#### REQUIREMENT
Set down, word for word, the part of the influencer marketing passage below that begins at "Saka was the" and ends after "the campaign organically.".

The results spoke for themselves. Earned media value peaked twice during the year, hitting £1.7 million, while engagement reached 3.4 million on Instagram and 1.26 million on TikTok. It was influence built on familiarity, not fantasy.
Nandos and football culture done right
Nandos found the sweet spot between celebrity and community by partnering with Arsenal and England winger Bukayo Saka for the launch of PERi PERi Saka, a limited edition sauce blending smoky BBQ with the brands signature heat.
Rather than leaning solely on star power, the collaboration sat within Nandos wider This Must Be The Place campaign, designed to connect food with contemporary culture. A short film titled Yes Chef cast Saka as head chef in a high energy kitchen, while a restaurant takeover on Holloway Road turned the campaign into a physical experience.
Saka was the only celebrity level name involved. The rest of the campaign relied on a mix of micro and macro creators, reflecting a clear shift in the UK market towards scalable, community driven influence. In total, Nandos worked with 277 Instagram creators, reaching 7.36 million people, and 100 TikTok creators, generating 1.26 million engagements. Fans took it from there, producing their own content and extending the campaign organically.

#### GIVEN DATA
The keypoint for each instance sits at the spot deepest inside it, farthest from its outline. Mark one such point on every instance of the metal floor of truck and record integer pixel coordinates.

#### ANSWER TO THIS PROBLEM
Saka was the only celebrity level name involved. The rest of the campaign relied on a mix of micro and macro creators, reflecting a clear shift in the UK market towards scalable, community driven influence. In total, Nandos worked with 277 Instagram creators, reaching 7.36 million people, and 100 TikTok creators, generating 1.26 million engagements. Fans took it from there, producing their own content and extending the campaign organically.